● **SOAL LATIHAN**
Menurut kutipan teks tentang karangan ilmiah, berapa jumlah halaman minimal sebuah makalah?

● **KUTIPAN TEKS**
1. Penulisannya berdasarkan hasil penelitian.

2. Pembahasan masalahnya objektif sesuai dengan fakta.

3. Karangan itu mengandung masalah yang sedang dicari pemecahannya.

4. Baik dalam penyajian maupun dalam pemecahan masalah digunakan metode tertentu.

5. Bahasa yang digunakan hendaklah benar, jelas, ringkas, dan tepat sehingga tidak terbuka kemungkinan bagi pembaca untuk salah tafsir (hindarkan dari penggunaan bahasa yang maknanya bersifat konotasi/ambigu).
Melihat persyaratan di atas, seorang penulis karangan ilmiah hendaklah memiliki ketrampilan dan pengetahuan dalam bidang :
1. Masalah yang diteliti.

2. Metode penelitian.

3. Teknik penulisan karangan ilmiah.

4. Penguasaan bahasa yang baik.
D. BENTUK KARANGNA ILMIAH
Makalah

Makalah ialah karya tulis ilmiah yang menyajikan masalah atau topik dan dibahas berdasarkan data di lapangan atau kepustakaan. Data itu bersifat empiris dan objektif. Jumlah halaman untuk makalah minimal 10 halaman.

● **BAHAN YANG DISEDIAKAN**
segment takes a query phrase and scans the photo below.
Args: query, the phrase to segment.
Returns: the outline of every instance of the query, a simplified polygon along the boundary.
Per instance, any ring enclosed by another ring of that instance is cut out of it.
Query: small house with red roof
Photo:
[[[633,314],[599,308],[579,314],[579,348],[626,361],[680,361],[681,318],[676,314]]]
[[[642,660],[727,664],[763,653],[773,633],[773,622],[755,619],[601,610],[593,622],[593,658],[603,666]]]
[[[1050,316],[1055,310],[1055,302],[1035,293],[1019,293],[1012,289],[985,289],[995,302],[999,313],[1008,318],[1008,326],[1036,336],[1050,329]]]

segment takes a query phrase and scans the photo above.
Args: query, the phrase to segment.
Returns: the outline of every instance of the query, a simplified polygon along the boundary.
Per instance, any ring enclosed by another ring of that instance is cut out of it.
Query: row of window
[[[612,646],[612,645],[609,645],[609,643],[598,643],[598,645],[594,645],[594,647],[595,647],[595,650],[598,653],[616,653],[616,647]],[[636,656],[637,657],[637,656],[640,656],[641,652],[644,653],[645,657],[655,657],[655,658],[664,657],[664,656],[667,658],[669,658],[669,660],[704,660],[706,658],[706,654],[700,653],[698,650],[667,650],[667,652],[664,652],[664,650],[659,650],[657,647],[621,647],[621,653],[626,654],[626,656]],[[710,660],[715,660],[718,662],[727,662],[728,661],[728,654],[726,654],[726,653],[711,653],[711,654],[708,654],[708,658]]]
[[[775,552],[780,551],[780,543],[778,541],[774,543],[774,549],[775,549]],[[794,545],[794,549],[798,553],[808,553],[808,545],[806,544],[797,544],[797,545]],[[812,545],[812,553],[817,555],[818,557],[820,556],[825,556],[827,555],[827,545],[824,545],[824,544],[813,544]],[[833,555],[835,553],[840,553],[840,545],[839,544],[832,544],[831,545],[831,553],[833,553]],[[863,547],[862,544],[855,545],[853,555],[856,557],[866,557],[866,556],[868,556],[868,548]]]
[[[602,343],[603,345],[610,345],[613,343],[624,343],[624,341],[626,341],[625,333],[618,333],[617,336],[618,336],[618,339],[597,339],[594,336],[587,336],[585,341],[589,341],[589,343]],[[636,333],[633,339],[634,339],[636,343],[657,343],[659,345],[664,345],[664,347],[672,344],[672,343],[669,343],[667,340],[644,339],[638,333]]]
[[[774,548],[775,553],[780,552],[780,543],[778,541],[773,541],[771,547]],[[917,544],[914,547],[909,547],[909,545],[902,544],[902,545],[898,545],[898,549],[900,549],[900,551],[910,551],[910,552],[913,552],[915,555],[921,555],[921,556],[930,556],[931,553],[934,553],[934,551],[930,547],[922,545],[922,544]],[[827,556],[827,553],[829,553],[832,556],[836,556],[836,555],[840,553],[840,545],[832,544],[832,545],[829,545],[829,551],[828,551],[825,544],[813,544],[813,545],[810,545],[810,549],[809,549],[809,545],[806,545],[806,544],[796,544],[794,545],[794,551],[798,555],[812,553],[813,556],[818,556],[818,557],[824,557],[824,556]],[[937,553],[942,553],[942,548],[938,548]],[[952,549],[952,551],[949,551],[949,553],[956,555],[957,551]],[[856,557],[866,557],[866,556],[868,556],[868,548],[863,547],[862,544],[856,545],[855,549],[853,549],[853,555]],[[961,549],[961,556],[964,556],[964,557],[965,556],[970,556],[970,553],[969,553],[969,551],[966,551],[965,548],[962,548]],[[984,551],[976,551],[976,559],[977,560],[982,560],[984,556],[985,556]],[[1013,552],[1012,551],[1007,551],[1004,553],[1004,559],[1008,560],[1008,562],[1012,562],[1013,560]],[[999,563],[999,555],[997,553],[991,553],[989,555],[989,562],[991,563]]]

● **JAWABAN BENAR**
Makalah minimal berjumlah 10 halaman.